» TEXT EXTRACT
....

The benefit of this approach is it could work on a potentially infinite amount of data without having to store all of it in memory. For example you could transform a file this way.
Edit:
Remove the ith rune in the buffer:
A: Shift all runes one location to the left (Here A is faster than B), try it on The Go Playground:
func removeRuneAt(s string, runePosition int) string {
if runePosition < 0 {
return s
}
r := []rune(s)
if runePosition >= len(r) {
return s
}
copy(r[runePosition:], r[runePosition+1:])
return string(r[:len(r)-1])
}
B: Copy to new buffer, try it on The Go Playground
func removeRuneAt(s string, runePosition int) string {
if runePosition < 0 {
return s // avoid allocation
}
r := []rune(s)
if runePosition >= len(r) {
return s // avoid allocation
}
t := make([]rune, len(r)-1) // Apply replacements to buffer.
w := copy(t, r[:runePosition])
w += copy(t[w:], r[runePosition+1:])
return string(t[:w])
}
C: Try it on The Go Playground:
package main
import (
"bytes"
"fmt"
)
func main() {
str := "hello"
fmt.Println(str)
fmt.Println(removeRuneAt(str, 1))
buf := bytes.NewBuffer([]byte(str))
fmt.Println(buf.Bytes())
buf = bytes.NewBuffer([]byte(removeRuneAt(buf.String(), 1)))
fmt.Println(buf.Bytes())
}
func removeRuneAt(s string, runePosition int) string {
if runePosition < 0 {
return s // avoid allocation
}
r := []rune(s)

....

» EXERCISE AIM
Could you transcribe the whole Go rune-removal excerpt word for word? The listing has nothing to do with the Go rune-removal excerpt.

» RECORDED INFORMATION
....

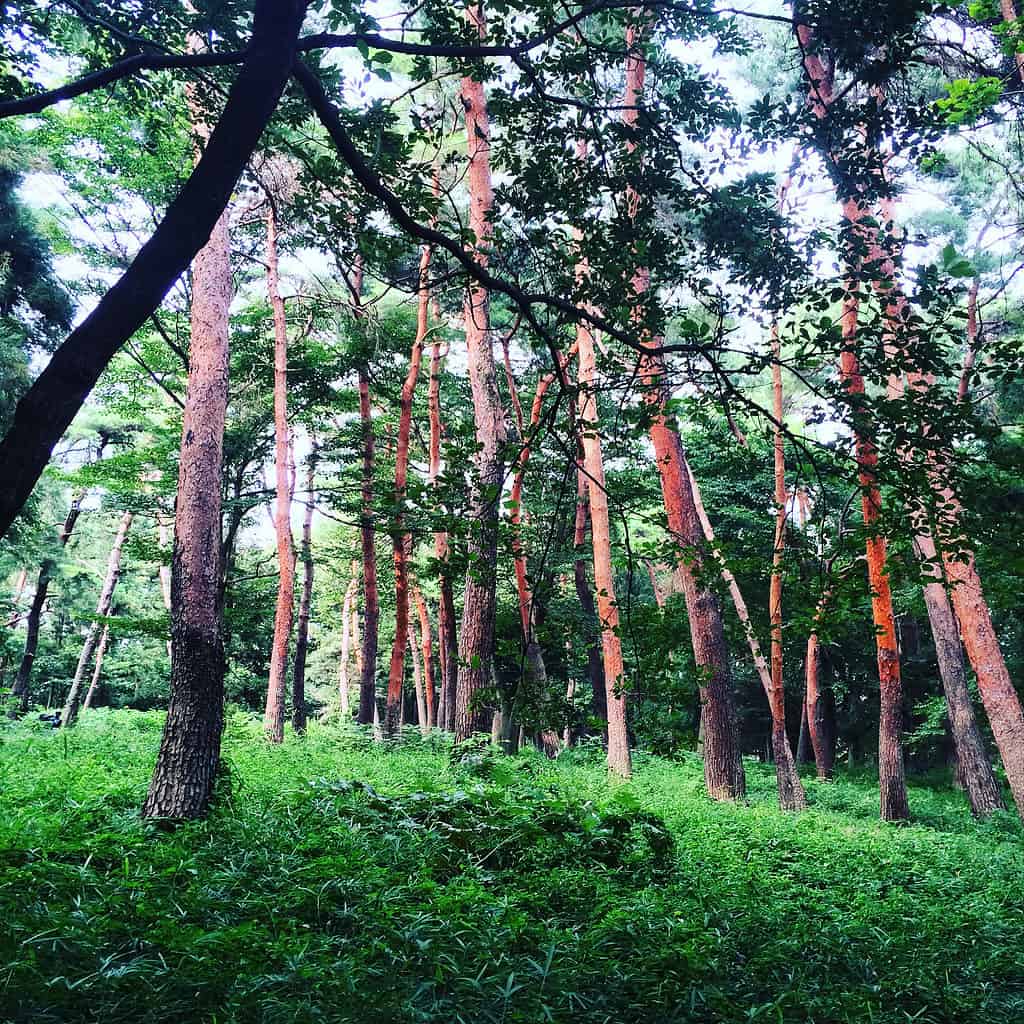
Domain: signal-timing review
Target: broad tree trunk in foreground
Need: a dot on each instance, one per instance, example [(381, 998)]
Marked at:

....

» COMPLETED EXERCISE
The benefit of this approach is it could work on a potentially infinite amount of data without having to store all of it in memory. For example you could transform a file this way.
Edit:
Remove the ith rune in the buffer:
A: Shift all runes one location to the left (Here A is faster than B), try it on The Go Playground:
func removeRuneAt(s string, runePosition int) string {
if runePosition < 0 {
return s
}
r := []rune(s)
if runePosition >= len(r) {
return s
}
copy(r[runePosition:], r[runePosition+1:])
return string(r[:len(r)-1])
}
B: Copy to new buffer, try it on The Go Playground
func removeRuneAt(s string, runePosition int) string {
if runePosition < 0 {
return s // avoid allocation
}
r := []rune(s)
if runePosition >= len(r) {
return s // avoid allocation
}
t := make([]rune, len(r)-1) // Apply replacements to buffer.
w := copy(t, r[:runePosition])
w += copy(t[w:], r[runePosition+1:])
return string(t[:w])
}
C: Try it on The Go Playground:
package main
import (
"bytes"
"fmt"
)
func main() {
str := "hello"
fmt.Println(str)
fmt.Println(removeRuneAt(str, 1))
buf := bytes.NewBuffer([]byte(str))
fmt.Println(buf.Bytes())
buf = bytes.NewBuffer([]byte(removeRuneAt(buf.String(), 1)))
fmt.Println(buf.Bytes())
}
func removeRuneAt(s string, runePosition int) string {
if runePosition < 0 {
return s // avoid allocation
}
r := []rune(s)